**What needs to be done:**
Could you copy out every line of the data where the word "below" occurs?

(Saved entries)
%%

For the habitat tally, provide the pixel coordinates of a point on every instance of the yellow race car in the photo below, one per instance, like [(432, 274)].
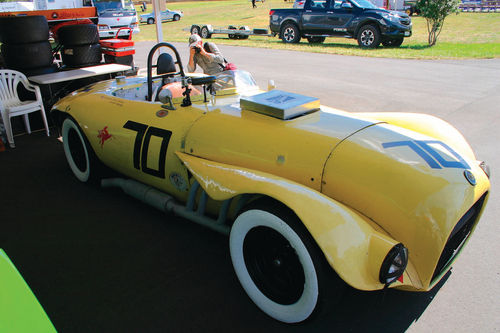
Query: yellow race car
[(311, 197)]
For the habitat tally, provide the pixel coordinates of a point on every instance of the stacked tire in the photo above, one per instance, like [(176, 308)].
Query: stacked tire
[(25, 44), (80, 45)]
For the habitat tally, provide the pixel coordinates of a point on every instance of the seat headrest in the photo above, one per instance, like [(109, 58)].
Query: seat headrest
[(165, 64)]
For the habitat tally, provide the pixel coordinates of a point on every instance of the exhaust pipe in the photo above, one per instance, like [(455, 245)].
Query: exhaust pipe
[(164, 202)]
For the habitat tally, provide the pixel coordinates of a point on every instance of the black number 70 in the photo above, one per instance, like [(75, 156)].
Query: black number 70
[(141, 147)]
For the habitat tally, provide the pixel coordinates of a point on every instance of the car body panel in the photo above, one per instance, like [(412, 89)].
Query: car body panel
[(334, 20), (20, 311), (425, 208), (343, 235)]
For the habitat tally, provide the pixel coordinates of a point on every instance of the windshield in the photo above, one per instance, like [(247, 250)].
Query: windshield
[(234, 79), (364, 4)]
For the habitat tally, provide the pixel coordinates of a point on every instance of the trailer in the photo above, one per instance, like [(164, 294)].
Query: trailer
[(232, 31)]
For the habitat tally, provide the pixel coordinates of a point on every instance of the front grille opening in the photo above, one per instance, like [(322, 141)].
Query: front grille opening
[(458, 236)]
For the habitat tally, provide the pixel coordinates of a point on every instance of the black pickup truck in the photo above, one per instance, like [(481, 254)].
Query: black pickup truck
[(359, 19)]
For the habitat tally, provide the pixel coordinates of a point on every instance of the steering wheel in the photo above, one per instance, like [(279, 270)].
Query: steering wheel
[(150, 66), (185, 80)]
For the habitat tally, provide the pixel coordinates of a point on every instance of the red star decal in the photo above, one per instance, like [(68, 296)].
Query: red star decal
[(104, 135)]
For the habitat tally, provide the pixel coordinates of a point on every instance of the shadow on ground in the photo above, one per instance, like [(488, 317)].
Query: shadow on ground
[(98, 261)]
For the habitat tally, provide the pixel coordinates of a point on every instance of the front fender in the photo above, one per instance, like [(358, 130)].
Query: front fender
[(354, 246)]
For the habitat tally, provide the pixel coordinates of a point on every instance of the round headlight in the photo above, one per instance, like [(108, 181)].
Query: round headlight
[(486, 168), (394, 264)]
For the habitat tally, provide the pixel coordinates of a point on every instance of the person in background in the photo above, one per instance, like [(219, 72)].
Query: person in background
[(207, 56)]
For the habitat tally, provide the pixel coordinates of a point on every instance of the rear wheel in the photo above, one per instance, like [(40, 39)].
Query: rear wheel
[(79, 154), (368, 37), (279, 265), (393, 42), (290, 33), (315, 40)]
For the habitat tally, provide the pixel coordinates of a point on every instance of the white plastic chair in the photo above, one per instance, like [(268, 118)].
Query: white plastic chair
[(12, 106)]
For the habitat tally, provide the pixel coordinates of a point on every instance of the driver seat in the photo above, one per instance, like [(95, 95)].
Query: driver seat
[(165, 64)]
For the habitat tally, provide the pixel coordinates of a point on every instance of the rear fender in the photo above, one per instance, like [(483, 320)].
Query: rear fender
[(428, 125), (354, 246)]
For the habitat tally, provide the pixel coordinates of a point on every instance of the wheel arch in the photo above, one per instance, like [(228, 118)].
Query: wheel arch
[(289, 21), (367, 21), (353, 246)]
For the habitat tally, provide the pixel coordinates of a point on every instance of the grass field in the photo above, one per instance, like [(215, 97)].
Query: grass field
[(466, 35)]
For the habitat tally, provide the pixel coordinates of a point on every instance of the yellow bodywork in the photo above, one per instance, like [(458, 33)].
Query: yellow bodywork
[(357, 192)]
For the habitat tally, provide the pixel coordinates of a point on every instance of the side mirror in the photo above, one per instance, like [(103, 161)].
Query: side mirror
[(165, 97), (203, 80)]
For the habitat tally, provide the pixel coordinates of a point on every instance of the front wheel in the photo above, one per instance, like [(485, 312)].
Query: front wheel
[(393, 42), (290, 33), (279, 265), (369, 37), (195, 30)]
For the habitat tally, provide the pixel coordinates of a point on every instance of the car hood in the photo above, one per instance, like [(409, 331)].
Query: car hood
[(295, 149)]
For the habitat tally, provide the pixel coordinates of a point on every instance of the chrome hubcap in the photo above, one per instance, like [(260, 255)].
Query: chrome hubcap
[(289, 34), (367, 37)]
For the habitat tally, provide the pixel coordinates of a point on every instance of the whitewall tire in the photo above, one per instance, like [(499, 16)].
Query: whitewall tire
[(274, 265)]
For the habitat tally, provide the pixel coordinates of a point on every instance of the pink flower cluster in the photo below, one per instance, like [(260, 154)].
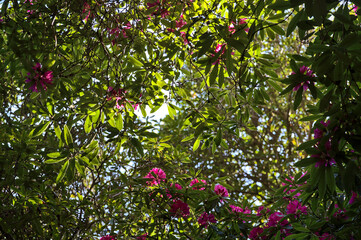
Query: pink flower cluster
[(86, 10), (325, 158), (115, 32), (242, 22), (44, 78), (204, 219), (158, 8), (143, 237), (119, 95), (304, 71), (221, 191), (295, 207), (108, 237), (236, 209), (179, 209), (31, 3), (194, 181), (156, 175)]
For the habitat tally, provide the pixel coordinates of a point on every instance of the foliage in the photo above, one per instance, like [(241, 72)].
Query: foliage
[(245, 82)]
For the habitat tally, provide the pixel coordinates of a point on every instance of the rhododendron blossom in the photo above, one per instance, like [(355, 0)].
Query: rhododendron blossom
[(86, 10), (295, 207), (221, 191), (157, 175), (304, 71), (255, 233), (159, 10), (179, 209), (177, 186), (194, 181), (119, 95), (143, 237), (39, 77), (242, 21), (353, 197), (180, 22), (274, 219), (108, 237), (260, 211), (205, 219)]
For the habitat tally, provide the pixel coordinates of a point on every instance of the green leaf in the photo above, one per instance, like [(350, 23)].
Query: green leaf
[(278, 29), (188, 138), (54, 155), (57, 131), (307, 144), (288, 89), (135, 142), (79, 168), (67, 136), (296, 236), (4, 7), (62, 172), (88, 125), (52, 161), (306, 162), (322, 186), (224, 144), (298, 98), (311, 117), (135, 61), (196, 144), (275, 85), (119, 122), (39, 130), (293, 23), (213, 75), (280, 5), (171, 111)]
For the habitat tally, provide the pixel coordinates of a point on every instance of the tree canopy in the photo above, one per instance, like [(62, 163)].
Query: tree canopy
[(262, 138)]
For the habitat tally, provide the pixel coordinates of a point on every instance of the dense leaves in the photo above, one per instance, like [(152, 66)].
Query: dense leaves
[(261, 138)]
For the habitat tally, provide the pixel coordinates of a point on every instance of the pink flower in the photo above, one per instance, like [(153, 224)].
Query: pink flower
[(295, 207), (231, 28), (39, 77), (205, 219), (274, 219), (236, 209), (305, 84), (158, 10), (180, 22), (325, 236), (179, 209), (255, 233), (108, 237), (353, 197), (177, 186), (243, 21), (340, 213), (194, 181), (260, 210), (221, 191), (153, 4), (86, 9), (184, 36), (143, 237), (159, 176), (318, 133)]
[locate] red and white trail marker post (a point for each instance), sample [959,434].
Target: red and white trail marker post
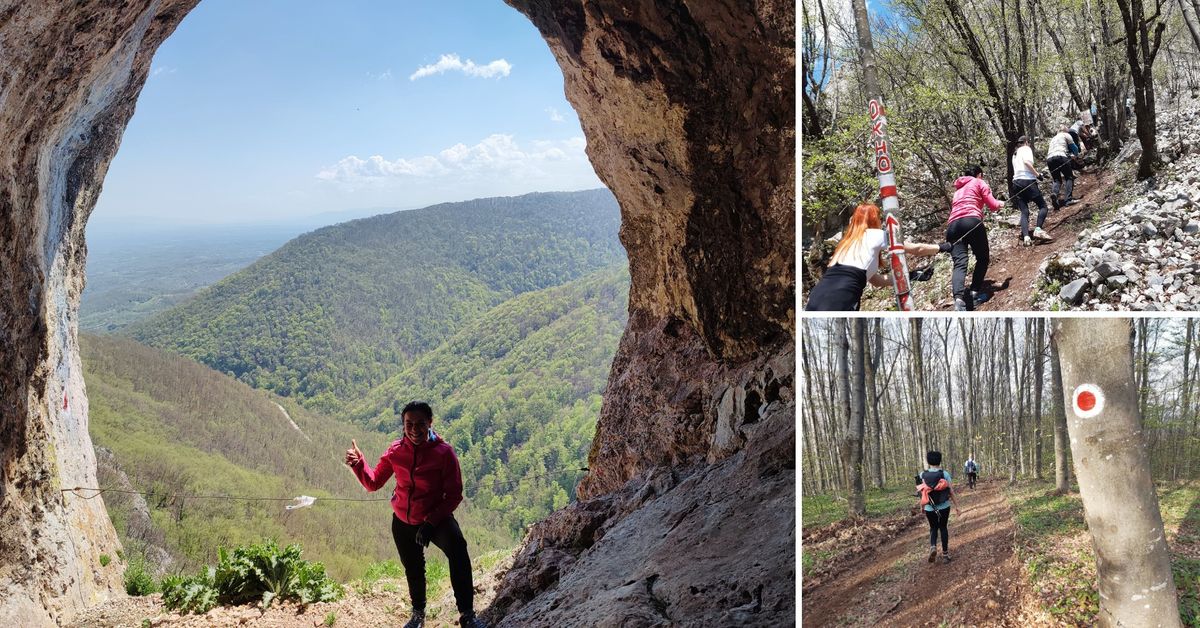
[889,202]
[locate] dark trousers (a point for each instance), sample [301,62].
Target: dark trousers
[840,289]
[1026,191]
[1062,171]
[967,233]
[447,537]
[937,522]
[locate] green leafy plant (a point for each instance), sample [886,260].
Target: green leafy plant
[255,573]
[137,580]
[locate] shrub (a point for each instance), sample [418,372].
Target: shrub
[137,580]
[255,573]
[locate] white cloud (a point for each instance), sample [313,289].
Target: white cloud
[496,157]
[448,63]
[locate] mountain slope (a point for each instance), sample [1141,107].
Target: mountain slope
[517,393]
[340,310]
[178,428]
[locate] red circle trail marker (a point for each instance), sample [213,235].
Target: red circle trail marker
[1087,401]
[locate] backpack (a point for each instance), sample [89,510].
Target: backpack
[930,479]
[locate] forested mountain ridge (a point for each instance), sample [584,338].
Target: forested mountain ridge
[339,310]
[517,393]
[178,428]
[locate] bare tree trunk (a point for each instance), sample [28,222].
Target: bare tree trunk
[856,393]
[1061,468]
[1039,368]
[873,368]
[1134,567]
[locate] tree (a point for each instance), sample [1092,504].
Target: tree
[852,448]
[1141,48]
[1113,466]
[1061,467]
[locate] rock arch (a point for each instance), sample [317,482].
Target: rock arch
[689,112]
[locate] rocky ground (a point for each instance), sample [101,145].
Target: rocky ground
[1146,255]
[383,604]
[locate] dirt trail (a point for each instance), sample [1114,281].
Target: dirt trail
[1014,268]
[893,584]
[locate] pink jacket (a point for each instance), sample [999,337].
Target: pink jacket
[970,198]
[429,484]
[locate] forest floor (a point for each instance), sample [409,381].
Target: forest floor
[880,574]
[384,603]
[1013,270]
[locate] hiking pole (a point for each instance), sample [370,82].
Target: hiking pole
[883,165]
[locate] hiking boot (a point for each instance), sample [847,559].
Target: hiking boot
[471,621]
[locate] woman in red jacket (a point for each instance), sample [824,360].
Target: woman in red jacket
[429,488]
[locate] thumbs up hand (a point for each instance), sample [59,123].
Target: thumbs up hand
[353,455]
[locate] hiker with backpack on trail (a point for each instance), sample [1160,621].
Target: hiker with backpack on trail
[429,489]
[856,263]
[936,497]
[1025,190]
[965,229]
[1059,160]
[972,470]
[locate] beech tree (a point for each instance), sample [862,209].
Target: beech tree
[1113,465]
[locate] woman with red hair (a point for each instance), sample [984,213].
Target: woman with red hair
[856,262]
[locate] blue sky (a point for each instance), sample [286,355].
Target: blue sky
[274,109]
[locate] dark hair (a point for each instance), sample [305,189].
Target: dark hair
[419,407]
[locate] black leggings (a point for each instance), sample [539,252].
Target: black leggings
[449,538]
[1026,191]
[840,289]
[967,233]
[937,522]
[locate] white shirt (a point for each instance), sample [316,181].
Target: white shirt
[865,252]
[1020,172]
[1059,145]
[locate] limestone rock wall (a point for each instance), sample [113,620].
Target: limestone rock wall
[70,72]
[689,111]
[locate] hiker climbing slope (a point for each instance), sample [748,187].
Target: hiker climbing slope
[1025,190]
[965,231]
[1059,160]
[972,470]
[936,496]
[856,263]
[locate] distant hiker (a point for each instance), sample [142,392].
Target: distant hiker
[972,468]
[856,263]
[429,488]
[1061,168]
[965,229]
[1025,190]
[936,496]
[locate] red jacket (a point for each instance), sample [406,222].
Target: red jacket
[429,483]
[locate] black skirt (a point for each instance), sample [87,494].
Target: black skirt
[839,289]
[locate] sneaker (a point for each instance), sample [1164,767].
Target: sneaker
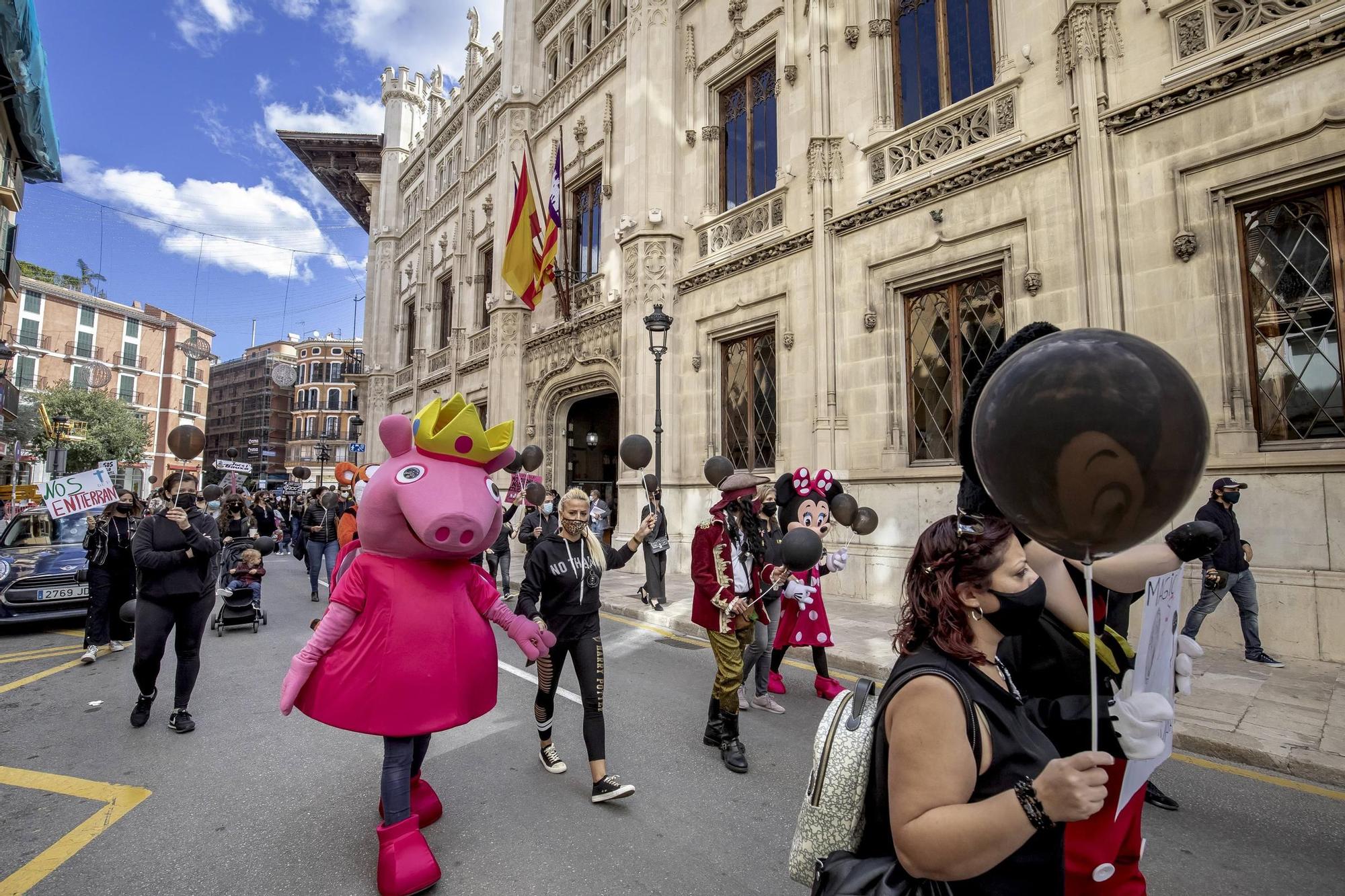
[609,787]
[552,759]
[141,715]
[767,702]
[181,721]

%%

**The answer:**
For the habitat tally, provide the pixel coordinates of a point on every instance of the yellow race car in the photo below, one per instance, like [(432, 274)].
For the habitat tally, provide the pixel coordinates of a point on every instance of the pink flower cluster in the photo below, one per instance, like [(260, 154)].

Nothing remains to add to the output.